REQUIREMENT: Continue the article on the sea daisy, Wollastonia biflora, that appears below, starting right after its last sentence.

EXTRACT TO READ:
**********
Species of flowering plant

Wollastonia biflora (syn. Melanthera biflora) also known as sea daisy, beach daisy and sea ox-eye, is a species of flowering plant in the family Asteraceae. It is a scandent, rough-looking and fast-growing plant with a wide distribution.

==Distribution==
Wollastonia biflora is a moderately salt-tolerant plant found in the tropical belt of the Indo-Pacific region, including China, the Indian subcontinent, Southeast Asia, Taiwan, Queensland, and islands of the Pacific such as Fiji, Niue, Tonga, Samoa and the Cook Islands.

It is found commonly in islands and in coastal areas, although it sometimes occurs inland in neglected and unmanaged plantations as well as in ruderal environments.

Together with Portulaca oleracea, Ipomoea pes-caprae and Digitaria ciliaris, Wollastonia biflora is usually one of the first species colonizing degraded or altered environments in tropical zones of the planet.

==Description==
Wollastonia biflora is a hardy and somewhat woody, sprawling perennial herb or subshrub. Stems are elongated and branched; they can reach up to 2 m but will bend after reaching a certain height.

It can scramble and straggle over the ground or climb leaning on other plants for support. The leaves are ovate, shortly tapering at the base. It produces small yellow flower heads with a diameter of about 8–10 mm. The fruits form a dense head.
**********
INFORMATION SHOWN:
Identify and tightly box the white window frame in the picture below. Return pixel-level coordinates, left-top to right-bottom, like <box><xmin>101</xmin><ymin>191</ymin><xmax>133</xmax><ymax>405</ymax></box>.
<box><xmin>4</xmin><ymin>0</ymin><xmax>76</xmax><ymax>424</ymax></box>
**********
RESULT:
| General appearance of the plant | Flowering plant from Tonga growing along the seashore |

==Uses==
Despite the rough appearance of the plant, the leaves are edible. In Malaysian cuisine the shoots are eaten cooked as a leaf vegetable and in Langkawi they are eaten raw with chilli and sambal shrimp paste.
Leaves also have traditional medicinal uses as poultice or as decoction.

Wollastonia biflora has traditionally been used as a medicinal plant in many cultures, including in Marovo in the Solomon Islands. Leaves are especially valued against stomach ache. In Fiji the leaves are used to treat acne.
Root extracts have anthelmintic properties and flowers can be used as a purgative.

This plant is also used as fodder for rabbits.